[Start of Attachment]

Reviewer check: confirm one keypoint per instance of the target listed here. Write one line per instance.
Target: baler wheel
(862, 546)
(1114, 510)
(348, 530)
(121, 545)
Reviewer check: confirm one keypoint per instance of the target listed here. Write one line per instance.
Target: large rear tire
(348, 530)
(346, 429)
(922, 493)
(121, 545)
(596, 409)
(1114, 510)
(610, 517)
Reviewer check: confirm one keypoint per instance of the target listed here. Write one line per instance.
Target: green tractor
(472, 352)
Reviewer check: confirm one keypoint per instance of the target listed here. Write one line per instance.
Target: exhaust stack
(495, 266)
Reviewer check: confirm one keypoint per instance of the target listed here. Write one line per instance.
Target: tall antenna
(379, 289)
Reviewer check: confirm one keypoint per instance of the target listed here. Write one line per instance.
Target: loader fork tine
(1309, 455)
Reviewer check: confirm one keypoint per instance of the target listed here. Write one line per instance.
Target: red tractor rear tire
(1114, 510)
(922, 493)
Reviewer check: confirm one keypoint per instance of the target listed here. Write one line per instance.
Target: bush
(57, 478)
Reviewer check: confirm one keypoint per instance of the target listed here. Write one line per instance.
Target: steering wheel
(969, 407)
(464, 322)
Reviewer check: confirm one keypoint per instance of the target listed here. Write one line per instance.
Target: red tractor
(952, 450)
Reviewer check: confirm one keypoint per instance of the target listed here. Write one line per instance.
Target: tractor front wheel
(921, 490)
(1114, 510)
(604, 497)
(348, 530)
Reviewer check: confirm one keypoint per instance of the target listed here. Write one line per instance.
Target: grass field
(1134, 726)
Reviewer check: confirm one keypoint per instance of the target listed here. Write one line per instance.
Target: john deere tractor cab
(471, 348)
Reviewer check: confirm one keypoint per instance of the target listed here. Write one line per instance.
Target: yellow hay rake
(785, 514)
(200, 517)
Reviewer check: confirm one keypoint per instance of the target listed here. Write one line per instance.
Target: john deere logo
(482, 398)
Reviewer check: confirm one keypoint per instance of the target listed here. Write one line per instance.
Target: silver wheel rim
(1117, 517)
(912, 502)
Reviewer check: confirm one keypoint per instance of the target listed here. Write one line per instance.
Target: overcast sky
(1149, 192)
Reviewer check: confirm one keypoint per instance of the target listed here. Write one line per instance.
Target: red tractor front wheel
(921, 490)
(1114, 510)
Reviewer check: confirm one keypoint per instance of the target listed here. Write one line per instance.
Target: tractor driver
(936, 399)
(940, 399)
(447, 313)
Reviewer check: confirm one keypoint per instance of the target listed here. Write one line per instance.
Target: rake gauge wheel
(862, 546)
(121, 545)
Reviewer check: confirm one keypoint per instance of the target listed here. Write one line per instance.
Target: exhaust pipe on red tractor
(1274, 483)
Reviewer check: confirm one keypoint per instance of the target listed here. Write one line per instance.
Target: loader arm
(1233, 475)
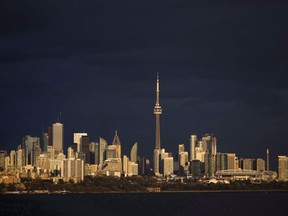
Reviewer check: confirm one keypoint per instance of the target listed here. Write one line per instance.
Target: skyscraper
(157, 112)
(133, 153)
(77, 139)
(267, 160)
(193, 139)
(283, 168)
(57, 136)
(116, 141)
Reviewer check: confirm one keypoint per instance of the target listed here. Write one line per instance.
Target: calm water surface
(202, 203)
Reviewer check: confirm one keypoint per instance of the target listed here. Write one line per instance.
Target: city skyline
(222, 70)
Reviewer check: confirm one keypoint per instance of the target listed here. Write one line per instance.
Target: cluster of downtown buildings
(44, 158)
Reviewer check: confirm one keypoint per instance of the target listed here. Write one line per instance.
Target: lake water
(193, 203)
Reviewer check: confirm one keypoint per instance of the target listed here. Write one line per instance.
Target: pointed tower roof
(116, 140)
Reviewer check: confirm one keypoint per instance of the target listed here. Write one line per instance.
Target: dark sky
(223, 70)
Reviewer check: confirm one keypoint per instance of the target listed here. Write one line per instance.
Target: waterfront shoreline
(142, 192)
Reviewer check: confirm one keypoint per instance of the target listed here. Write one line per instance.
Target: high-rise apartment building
(157, 112)
(57, 137)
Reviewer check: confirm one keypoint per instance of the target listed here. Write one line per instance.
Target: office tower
(102, 147)
(57, 137)
(6, 162)
(283, 168)
(167, 166)
(77, 140)
(72, 169)
(205, 139)
(31, 146)
(43, 162)
(50, 136)
(74, 147)
(133, 153)
(111, 152)
(70, 153)
(231, 157)
(117, 143)
(132, 168)
(267, 160)
(51, 152)
(209, 165)
(183, 158)
(195, 168)
(85, 141)
(97, 150)
(157, 112)
(260, 164)
(193, 139)
(44, 141)
(92, 152)
(19, 158)
(13, 159)
(181, 148)
(213, 148)
(199, 153)
(246, 163)
(125, 165)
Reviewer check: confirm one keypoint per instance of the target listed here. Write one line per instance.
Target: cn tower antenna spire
(157, 112)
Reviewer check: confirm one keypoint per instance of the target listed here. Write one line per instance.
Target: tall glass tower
(157, 112)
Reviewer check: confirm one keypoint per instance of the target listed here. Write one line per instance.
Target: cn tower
(157, 112)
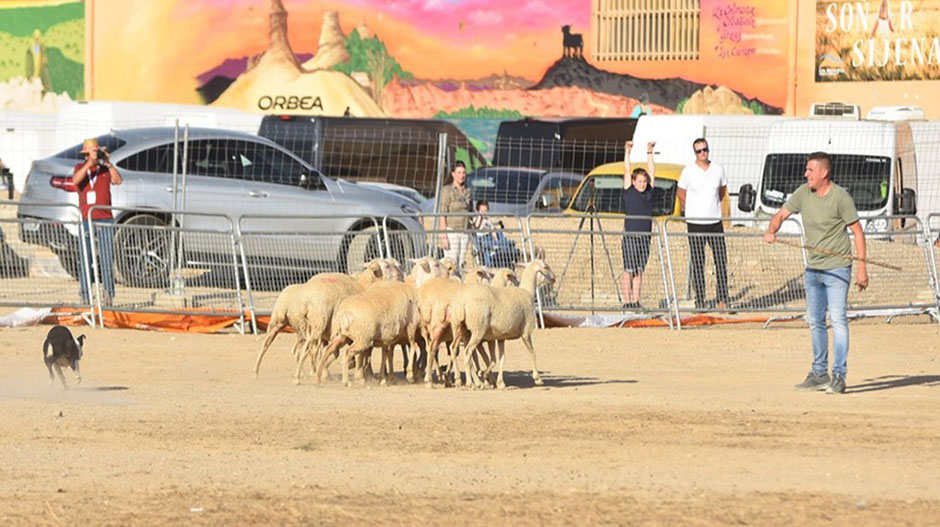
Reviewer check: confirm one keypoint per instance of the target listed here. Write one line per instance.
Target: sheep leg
(527, 340)
(272, 334)
(459, 342)
(500, 383)
(387, 369)
(330, 355)
(309, 343)
(470, 349)
(488, 373)
(432, 362)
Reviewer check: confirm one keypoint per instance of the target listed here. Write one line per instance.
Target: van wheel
(401, 246)
(362, 246)
(142, 252)
(70, 261)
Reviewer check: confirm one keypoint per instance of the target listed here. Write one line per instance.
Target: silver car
(228, 173)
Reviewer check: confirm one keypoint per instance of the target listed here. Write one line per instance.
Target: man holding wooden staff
(826, 209)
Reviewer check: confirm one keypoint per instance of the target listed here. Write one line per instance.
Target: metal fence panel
(503, 246)
(760, 277)
(158, 266)
(39, 263)
(910, 287)
(276, 251)
(586, 254)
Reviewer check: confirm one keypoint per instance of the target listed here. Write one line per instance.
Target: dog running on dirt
(66, 351)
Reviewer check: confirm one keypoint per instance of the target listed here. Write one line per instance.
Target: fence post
(438, 185)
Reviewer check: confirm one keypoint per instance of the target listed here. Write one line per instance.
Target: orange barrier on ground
(196, 322)
(174, 322)
(560, 321)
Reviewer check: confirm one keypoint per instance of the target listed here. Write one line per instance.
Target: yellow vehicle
(603, 188)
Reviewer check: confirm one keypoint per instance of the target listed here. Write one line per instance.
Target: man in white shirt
(702, 186)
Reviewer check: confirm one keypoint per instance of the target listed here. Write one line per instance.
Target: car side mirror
(747, 198)
(310, 182)
(908, 205)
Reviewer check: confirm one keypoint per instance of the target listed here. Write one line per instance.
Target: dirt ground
(633, 426)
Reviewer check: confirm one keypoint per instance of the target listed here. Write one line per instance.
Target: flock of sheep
(336, 315)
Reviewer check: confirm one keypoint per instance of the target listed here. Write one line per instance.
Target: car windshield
(109, 142)
(867, 178)
(606, 193)
(503, 186)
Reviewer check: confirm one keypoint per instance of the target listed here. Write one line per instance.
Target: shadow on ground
(888, 382)
(523, 379)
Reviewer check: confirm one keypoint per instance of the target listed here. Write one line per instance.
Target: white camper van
(82, 119)
(736, 142)
(873, 160)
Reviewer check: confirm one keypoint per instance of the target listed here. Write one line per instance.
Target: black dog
(66, 351)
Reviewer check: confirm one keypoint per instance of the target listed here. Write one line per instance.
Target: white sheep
(433, 298)
(480, 312)
(294, 301)
(382, 316)
(325, 291)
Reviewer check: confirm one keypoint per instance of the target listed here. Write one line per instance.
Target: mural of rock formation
(720, 100)
(332, 48)
(422, 100)
(27, 95)
(276, 83)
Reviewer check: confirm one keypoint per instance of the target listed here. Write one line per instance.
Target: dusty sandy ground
(633, 426)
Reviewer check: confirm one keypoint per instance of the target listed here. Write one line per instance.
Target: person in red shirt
(93, 179)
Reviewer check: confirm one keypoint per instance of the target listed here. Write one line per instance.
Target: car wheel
(142, 252)
(70, 261)
(401, 246)
(362, 246)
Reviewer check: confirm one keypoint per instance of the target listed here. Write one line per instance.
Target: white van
(24, 136)
(81, 119)
(736, 142)
(27, 136)
(873, 160)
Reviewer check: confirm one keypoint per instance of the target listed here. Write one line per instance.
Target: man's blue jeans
(104, 234)
(828, 291)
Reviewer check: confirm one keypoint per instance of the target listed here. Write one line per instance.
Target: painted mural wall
(426, 58)
(42, 54)
(871, 53)
(472, 58)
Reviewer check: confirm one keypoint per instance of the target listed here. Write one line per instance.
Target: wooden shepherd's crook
(840, 255)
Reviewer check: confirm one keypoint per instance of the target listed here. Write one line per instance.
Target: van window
(866, 178)
(503, 185)
(157, 160)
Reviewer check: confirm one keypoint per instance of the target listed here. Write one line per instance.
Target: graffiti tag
(730, 20)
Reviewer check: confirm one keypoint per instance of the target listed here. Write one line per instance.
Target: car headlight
(876, 225)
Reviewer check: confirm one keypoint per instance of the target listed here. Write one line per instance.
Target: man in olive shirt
(826, 209)
(455, 198)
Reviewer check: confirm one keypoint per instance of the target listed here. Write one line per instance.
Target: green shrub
(471, 112)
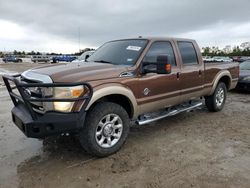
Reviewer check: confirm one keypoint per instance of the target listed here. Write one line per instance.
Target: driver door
(157, 91)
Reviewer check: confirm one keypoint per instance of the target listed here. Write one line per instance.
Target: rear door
(159, 90)
(192, 71)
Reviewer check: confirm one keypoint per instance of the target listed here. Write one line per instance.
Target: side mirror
(86, 57)
(160, 67)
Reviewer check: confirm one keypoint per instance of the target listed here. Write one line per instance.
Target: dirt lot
(194, 149)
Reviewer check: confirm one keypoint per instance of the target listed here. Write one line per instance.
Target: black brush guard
(37, 125)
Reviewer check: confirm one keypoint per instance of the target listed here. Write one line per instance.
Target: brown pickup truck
(128, 81)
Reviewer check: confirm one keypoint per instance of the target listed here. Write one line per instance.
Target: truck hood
(76, 72)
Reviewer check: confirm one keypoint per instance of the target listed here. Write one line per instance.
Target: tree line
(215, 51)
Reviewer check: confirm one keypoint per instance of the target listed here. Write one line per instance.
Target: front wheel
(105, 130)
(217, 100)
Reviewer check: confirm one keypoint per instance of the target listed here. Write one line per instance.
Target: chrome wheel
(109, 131)
(220, 96)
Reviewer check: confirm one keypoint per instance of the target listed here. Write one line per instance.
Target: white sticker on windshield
(134, 48)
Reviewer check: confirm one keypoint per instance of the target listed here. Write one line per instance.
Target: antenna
(79, 38)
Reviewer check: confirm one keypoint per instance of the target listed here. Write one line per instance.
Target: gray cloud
(104, 20)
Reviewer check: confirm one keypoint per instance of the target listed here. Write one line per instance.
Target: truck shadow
(63, 153)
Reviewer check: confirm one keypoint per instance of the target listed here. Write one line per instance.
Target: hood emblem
(146, 91)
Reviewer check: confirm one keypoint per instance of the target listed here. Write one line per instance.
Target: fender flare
(218, 76)
(114, 89)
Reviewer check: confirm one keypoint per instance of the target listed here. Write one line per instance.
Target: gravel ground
(194, 149)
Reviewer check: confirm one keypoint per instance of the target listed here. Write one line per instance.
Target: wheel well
(226, 81)
(118, 99)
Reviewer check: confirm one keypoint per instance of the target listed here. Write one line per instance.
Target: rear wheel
(106, 129)
(216, 101)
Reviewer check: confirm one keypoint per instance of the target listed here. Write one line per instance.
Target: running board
(169, 113)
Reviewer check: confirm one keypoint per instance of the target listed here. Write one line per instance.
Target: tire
(217, 100)
(106, 129)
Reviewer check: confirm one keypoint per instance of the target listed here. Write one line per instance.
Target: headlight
(66, 93)
(247, 78)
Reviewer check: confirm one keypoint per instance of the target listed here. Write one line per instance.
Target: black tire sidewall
(93, 118)
(223, 86)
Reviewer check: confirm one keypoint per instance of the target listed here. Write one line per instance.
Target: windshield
(245, 65)
(122, 52)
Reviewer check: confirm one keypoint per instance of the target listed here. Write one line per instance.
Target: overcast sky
(54, 25)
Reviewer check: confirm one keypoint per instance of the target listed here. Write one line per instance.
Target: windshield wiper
(103, 61)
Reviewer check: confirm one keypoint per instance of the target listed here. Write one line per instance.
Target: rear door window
(160, 48)
(188, 53)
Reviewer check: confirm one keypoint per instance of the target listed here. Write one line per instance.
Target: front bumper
(36, 125)
(50, 123)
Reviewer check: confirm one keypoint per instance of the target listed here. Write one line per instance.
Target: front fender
(111, 89)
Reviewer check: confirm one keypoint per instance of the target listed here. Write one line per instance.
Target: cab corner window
(160, 48)
(188, 53)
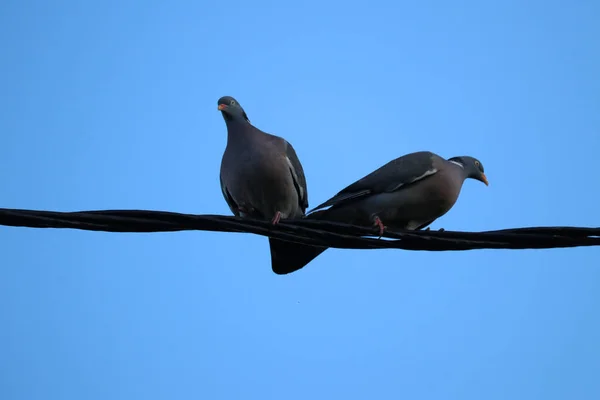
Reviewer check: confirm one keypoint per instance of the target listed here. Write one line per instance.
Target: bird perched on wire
(261, 176)
(409, 192)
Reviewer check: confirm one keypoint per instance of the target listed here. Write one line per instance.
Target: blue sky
(114, 105)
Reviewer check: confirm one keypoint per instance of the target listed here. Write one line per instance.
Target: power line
(312, 232)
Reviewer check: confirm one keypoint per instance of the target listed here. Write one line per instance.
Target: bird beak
(484, 179)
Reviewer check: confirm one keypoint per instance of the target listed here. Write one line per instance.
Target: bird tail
(288, 257)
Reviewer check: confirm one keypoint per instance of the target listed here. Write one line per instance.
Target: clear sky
(113, 105)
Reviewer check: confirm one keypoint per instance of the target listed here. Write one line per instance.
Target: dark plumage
(409, 192)
(261, 176)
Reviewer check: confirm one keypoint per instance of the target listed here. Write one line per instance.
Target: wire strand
(305, 231)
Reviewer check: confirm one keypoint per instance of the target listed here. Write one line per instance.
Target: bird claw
(380, 225)
(439, 230)
(276, 218)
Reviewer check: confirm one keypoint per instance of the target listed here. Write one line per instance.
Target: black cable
(321, 233)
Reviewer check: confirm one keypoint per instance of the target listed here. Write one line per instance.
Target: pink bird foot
(276, 218)
(380, 225)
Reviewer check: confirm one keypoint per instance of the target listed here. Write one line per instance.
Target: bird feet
(276, 218)
(380, 225)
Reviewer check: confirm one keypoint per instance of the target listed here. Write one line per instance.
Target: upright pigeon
(261, 176)
(409, 192)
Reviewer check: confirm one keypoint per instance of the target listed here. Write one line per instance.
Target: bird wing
(392, 176)
(297, 175)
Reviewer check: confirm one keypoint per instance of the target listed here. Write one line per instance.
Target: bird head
(473, 168)
(231, 109)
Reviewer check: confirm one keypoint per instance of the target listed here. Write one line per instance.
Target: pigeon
(261, 176)
(409, 192)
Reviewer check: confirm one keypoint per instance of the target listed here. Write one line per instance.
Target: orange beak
(485, 179)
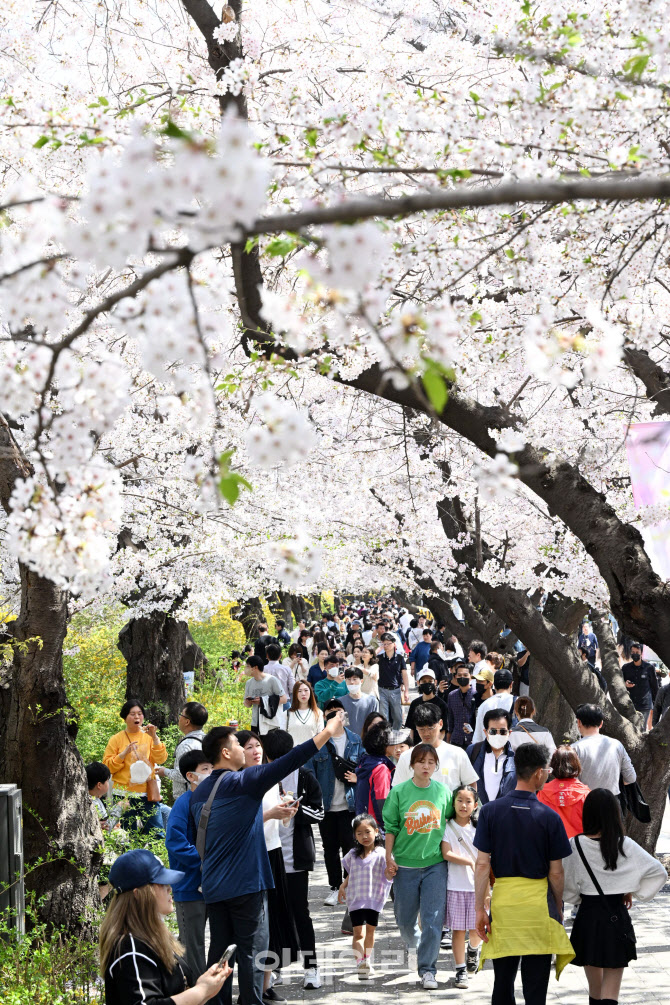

[End of Attachment]

Task goal — Counting the line with "Target: bird head" and the last line of the data above, transcribe those two lines and every line between them exactly, without the pictures.

Finished task —
Target: bird head
(473, 168)
(231, 109)
Reviewer check: confirm one keypoint per instance of the target listed here. Write one line per instance.
Target: pigeon
(261, 176)
(409, 192)
Reviewer check: confirm one keypoint per instance of the target listed here. Write one line per instance.
Target: orange beak
(485, 179)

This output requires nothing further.